009 Police Procedural – Old
This quarter I discovered DI Gwen Danbury, written by Sue Rodwell, the original series from 1994, An Odd Body. This series was a bit iffy at the start: I didn’t (and still don’t) approve of the too-cheerful, too-flippant classical music used between scenes—it really set the wrong tone. After I got past that, though, I really warmed to this series. Parts of it are undeniably a little twee, but DI Danbury (played by the wonderful Annette Badland) and her mother Joan (played by Gudrun Ure) are fantastic roles, and it is really incredibly refreshing for a larger, middle-aged woman and her sexagenarian mother to be the leads in a series of any kind (even if it’s just on radio). The hint of a romance with Gwen’s subordinate Sergeant Henry Jacobs (the excellently understated John Duttine) was never overpowering. Once the jokes about Gwen being tubby and still living with her mother were got out of the way, we could enjoy some excellent stories with excellent characters. Gwen’s father was a policeman, so her mother is a natural (if sometimes obtrusive) ally in her investigations. The performances from the leads are just fantastic. I did keep forgetting this was 1994 until they kept mentioning WPCs. Having heard all five stories in the first series, I do believe the first mystery was the best, an investigation of a body discovered in the woods, which is eventually traced to a woman who went missing in 1968. The twists and turns in this story were particularly good.

..........

_Prompt 1_: In the review of the DI Gwen Danbury radio series, who plays Gwen's mother Joan?
_Prompt 2_: Sum up the review of the DI Gwen Danbury radio series in two sentences.
_Prompt 3_: Extend the review of the DI Gwen Danbury radio series by a few sentences, starting from where it stops.
The records are not needed here.

_Data for review_:

..........

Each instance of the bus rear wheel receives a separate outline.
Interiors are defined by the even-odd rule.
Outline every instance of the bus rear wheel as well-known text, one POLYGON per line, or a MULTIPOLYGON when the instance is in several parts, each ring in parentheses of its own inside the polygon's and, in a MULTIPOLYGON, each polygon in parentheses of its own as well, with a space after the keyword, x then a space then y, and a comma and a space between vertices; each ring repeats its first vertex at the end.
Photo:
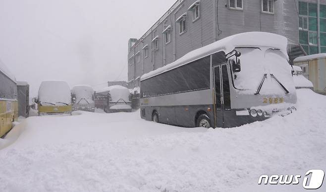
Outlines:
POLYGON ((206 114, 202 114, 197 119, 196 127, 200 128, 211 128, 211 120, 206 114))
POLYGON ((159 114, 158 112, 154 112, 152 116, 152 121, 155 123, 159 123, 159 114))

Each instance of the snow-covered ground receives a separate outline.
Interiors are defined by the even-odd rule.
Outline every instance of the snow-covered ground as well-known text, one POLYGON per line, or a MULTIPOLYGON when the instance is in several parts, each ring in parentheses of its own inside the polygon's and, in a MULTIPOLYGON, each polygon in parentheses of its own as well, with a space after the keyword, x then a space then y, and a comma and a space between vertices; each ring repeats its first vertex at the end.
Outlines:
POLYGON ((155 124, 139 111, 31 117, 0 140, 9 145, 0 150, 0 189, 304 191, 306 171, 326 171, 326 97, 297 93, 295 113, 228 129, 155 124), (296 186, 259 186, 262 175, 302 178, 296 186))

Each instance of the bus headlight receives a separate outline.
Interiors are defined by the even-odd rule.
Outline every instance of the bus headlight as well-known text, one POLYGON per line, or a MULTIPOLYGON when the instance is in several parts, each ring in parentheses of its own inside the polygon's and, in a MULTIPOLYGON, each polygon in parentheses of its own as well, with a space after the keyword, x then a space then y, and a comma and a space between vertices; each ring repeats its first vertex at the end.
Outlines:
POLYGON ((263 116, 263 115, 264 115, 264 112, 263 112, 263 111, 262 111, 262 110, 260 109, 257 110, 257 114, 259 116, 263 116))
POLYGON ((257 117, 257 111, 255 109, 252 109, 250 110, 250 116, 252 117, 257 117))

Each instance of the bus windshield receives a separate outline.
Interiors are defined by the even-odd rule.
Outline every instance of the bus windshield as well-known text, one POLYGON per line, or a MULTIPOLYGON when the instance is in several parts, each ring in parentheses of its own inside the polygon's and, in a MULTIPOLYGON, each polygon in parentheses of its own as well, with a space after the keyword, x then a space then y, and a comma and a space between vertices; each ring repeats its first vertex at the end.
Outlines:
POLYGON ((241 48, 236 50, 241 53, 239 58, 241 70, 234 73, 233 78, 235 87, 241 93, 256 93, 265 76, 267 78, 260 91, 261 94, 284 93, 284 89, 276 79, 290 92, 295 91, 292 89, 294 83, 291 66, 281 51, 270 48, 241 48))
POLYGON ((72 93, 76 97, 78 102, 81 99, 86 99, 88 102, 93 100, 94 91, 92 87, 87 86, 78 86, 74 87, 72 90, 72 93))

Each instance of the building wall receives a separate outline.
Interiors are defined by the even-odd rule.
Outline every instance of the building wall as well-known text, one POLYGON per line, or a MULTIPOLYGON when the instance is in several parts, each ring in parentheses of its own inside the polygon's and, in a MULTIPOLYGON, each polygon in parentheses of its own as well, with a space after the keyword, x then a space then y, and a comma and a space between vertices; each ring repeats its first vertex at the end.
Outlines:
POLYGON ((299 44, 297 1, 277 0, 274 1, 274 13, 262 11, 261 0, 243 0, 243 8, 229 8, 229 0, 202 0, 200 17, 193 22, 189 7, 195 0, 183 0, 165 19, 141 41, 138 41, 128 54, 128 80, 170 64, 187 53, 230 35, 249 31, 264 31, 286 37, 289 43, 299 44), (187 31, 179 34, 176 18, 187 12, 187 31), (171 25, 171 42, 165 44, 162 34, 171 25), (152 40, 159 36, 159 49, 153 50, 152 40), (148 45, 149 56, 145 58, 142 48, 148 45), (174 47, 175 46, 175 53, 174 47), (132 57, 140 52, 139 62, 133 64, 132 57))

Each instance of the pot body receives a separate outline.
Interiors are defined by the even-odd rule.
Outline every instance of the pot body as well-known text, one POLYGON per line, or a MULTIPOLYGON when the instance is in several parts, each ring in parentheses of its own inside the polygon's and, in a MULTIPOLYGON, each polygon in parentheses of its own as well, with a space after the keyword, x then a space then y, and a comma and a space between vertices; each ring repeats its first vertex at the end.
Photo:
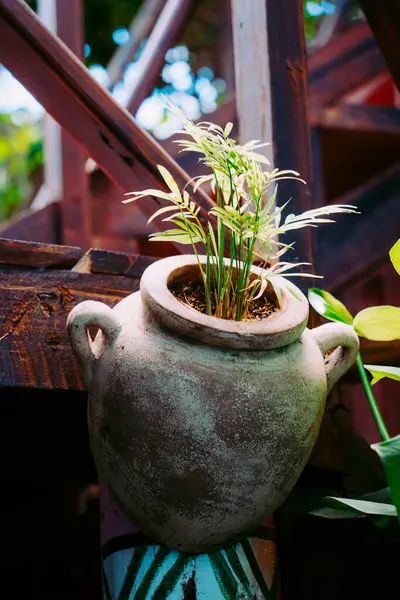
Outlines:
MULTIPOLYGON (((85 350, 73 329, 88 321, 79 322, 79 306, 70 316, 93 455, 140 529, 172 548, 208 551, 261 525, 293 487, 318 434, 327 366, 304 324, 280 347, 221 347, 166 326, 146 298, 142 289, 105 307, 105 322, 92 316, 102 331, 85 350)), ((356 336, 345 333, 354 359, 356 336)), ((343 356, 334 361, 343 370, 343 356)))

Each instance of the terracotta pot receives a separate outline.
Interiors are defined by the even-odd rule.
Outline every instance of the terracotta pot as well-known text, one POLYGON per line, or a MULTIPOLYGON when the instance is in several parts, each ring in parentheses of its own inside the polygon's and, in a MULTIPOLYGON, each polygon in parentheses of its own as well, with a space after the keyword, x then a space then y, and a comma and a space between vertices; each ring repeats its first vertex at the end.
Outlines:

..........

_Response area 1_: Gudrun Ure

_Response area 2_: The reviewer disliked the flippant classical music between scenes in the 1994 radio series but came to love it, especially the lead roles of DI Danbury and her mother Joan, played by Annette Badland and Gudrun Ure. Of the five stories in the first series, the reviewer rates the first as the best: the investigation of a body found in the woods that is traced to a woman who went missing in 1968.

_Response area 3_:
The second story, “A Slim Chance,” was notable for its character building of Gwen and Joan. The third story, “A Sheltered Life,” was an interesting one which somewhat plumbed the darker depths that this series was capable of. A family friend of the Danburys is convinced her elderly father, who was in a home, didn’t commit suicide. While Gwen is wrapped up in work politics—her team is embroiled in a sting to incriminate a local ne’er-do-well whose illegal operations have never been proven, and Sgt Henry Jacobs is framed for beating up someone key to the sting operation—Joan takes it upon herself to go undercover. Gwen is just as steely as her mother in his episode by talking to the local ne’er-do-well into getting Sgt Jacobs off the hook. There’s a dramatic finale to this series in “Hostages”—a man is holding a pregnant housewife hostage, and when Gwen eventually goes in as an exchange hospital, Joan follows her in. It’s a situation that is both uncomfortably comic and very serious, as Joan is as good at talking down the killer as Gwen is—and may have revealed some uncomfortable truths about Gwen’s father in the process (it’s left ambiguous). What’s also ambiguous is how Henry feels about Gwen. Joan wants to play matchmaker, but things are unconfirmed by the end of the episode. An Odd Body was directed by Glyn Dearman.